You see, I absolutely love the plans. Looking at them they seem very practical.
I love the space, I love the flow of the property.
How are you going to tweak them and how you going to make them better?
Good space standards, you're right. But there's aspects of connectivity with the garden.
So, Pram's asked, could I improve that?
And we've decided there's going to be a folding opening screen at one end,
instead of a window and a couple of French doors.
So, there'll be really good connectivity into the garden. Lots of light flooding into the property.
Into the ground floor, in particular. And good access into the garden so you can enjoy the patio.
We're just going to tweak it to add that little bit extra kerb appeal
-to give Pram a better margin on the profit.
-That's right, yes.
So, one of the ideas is to actually...
We've got two double bedrooms and a single one.
So, we actually want to try and increase the floor space slightly
on the top floor,
so that we can make it three doubles, instead of a single.
So, how much are they going to cost to build?
The build costs are going to be approximately £105,000 per house.

Stated task →
Reproduce the conversation about the house plans from "You see, I absolutely" up to and including "enjoy the patio.", substituting "sliding doors" for "French doors". The records that follow were taken from a separate source unrelated to the conversation about the house plans.

Point-based annotation data
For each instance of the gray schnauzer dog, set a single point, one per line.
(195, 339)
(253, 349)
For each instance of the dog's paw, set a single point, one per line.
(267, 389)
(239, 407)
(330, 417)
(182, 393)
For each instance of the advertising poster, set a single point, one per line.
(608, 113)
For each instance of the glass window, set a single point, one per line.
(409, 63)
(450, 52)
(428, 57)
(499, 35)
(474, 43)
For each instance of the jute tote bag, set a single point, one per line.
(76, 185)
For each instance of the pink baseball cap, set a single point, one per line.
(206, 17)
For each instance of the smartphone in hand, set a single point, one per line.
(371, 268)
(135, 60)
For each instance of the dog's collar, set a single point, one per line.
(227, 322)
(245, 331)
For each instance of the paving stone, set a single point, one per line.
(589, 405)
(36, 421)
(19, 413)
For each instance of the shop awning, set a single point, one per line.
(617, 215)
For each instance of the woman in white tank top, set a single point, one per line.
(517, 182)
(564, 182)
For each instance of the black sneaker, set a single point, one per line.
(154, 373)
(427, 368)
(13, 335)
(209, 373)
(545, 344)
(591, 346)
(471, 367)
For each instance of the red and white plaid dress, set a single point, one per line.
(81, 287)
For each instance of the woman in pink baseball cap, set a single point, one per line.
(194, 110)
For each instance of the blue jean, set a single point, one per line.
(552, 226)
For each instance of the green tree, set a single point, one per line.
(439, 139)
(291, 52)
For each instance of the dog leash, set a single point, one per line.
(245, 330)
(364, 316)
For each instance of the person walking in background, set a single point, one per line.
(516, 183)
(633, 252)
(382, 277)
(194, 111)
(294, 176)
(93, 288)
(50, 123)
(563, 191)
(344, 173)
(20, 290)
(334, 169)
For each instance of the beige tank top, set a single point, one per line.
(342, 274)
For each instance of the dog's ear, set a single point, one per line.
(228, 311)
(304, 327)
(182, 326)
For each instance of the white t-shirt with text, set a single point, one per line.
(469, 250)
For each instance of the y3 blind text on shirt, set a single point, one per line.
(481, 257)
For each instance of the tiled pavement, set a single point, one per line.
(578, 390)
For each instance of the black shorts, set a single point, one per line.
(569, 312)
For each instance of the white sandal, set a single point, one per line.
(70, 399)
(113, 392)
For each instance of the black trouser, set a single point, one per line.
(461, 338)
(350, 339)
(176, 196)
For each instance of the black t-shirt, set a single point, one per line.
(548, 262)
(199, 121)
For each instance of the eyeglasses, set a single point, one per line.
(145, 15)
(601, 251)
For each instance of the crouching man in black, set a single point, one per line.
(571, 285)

Solved problem →
You see, I absolutely love the plans. Looking at them they seem very practical.
I love the space, I love the flow of the property.
How are you going to tweak them and how you going to make them better?
Good space standards, you're right. But there's aspects of connectivity with the garden.
So, Pram's asked, could I improve that?
And we've decided there's going to be a folding opening screen at one end,
instead of a window and a couple of sliding doors.
So, there'll be really good connectivity into the garden. Lots of light flooding into the property.
Into the ground floor, in particular. And good access into the garden so you can enjoy the patio.